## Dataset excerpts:
= = = = =

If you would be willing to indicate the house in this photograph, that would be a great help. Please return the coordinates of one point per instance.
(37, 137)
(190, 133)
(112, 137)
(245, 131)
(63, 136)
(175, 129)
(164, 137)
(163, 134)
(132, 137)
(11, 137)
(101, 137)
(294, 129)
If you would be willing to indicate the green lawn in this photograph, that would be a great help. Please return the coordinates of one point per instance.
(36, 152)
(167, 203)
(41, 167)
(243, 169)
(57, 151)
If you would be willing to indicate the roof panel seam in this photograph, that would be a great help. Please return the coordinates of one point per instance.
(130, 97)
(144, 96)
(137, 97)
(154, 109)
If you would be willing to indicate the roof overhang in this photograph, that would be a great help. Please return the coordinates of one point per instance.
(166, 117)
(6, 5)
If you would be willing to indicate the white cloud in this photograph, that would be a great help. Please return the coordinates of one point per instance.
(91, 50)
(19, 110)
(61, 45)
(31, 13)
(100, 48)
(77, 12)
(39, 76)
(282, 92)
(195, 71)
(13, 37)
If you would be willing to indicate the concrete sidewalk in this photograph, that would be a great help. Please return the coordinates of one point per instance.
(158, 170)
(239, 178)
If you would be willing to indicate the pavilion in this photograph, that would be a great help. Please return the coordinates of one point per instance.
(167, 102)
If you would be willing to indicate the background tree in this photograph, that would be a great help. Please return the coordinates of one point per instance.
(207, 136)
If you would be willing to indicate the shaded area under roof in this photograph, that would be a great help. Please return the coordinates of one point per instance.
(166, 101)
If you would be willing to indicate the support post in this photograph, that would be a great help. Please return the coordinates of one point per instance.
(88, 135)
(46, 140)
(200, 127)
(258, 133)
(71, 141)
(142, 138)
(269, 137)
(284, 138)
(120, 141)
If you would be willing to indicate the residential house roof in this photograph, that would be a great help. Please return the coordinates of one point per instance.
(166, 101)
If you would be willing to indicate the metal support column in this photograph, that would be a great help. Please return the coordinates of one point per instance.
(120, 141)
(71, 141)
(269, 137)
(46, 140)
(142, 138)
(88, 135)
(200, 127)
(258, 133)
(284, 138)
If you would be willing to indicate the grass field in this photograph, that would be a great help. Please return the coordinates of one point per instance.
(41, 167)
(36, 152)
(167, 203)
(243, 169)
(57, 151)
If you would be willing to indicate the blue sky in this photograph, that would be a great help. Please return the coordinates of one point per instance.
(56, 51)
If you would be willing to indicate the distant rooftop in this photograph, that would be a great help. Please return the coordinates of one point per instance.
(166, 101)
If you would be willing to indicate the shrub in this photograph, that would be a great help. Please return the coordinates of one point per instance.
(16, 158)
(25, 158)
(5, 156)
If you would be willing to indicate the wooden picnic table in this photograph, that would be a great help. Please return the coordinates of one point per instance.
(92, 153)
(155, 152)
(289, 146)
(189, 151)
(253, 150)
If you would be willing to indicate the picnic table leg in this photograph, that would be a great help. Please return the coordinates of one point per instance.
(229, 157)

= = = = =

## ASSIGNMENT:
Copy out the records once more, exactly as they are written.

## ANSWER SECTION:
If you would be willing to indicate the house in this photograph, that would be a great help. Please return the coordinates of one point per instance.
(37, 137)
(190, 133)
(112, 137)
(245, 131)
(63, 136)
(175, 129)
(164, 137)
(163, 134)
(132, 137)
(11, 137)
(101, 137)
(294, 129)
If you would be willing to indicate the green lawn in this photograph, that would be a great help. Please return the coordinates of one point per instance.
(36, 152)
(167, 203)
(41, 167)
(243, 169)
(57, 151)
If you would be willing to indicate the roof panel seam in this photograph, that would be a great help. Please return the coordinates of one point per instance.
(130, 97)
(144, 96)
(137, 97)
(154, 109)
If you would be willing to indicate the roof overhang in this photograph, that would be a great help. Please return the coordinates of one point per instance.
(166, 117)
(6, 5)
If you would be willing to indicate the white cloud in this photograph, that would be a great help. Please return the coordinates of one point per instance.
(91, 50)
(19, 110)
(61, 45)
(31, 13)
(100, 48)
(77, 12)
(39, 76)
(282, 92)
(195, 71)
(13, 37)
If you would be willing to indicate the concrete sidewalk in this photograph, that would be a great help. Please return the coordinates of one point per instance.
(158, 170)
(239, 178)
If you would be willing to indicate the pavilion in this photograph, that would be a great help. Please return the coordinates of one point per instance.
(167, 102)
If you would be willing to indicate the background tree in this photograph, that would be a great help. Please return the coordinates of one point per instance.
(207, 136)
If you would be willing to indicate the shaded area under roof in this photograph, that would be a great help. Please return the coordinates of one point per instance.
(166, 101)
If you would be willing to indicate the support post in this photograph, that would be a great help. Please return the coordinates of one point per instance.
(88, 135)
(46, 140)
(200, 127)
(258, 133)
(71, 141)
(142, 138)
(269, 137)
(284, 138)
(120, 141)
If you would be willing to indicate the residential house roof in this photograph, that would be a great help. Please return the coordinates of one point per instance.
(166, 101)
If you would be willing to indicate the metal support column in this photograph, that would be a great help. Please return the coordinates of one point per instance.
(120, 141)
(71, 141)
(269, 137)
(46, 140)
(142, 138)
(88, 135)
(200, 127)
(258, 133)
(284, 138)
If you would be willing to indicate the grass field in this photograph, that would be a great help. Please return the coordinates of one point per instance.
(41, 167)
(36, 152)
(167, 203)
(243, 169)
(57, 151)
If you would be willing to indicate the blue sky in this photograph, that would be a great help. Please return the coordinates of one point per instance.
(56, 51)
If you would be willing to indicate the distant rooftop in this photograph, that would be a great help. Please return the coordinates of one point per instance.
(166, 101)
If you would be willing to indicate the shrub in this photograph, that would be a great help. Please return the coordinates of one point per instance.
(16, 158)
(25, 158)
(5, 156)
If you would be willing to indicate the wooden picnic table in this photograph, that would be a great help. Please return the coordinates of one point per instance.
(92, 153)
(155, 152)
(289, 146)
(189, 151)
(253, 150)
If you would be willing to indicate the picnic table leg in this photograph, that would be a great help. Please return the coordinates of one point per instance.
(229, 157)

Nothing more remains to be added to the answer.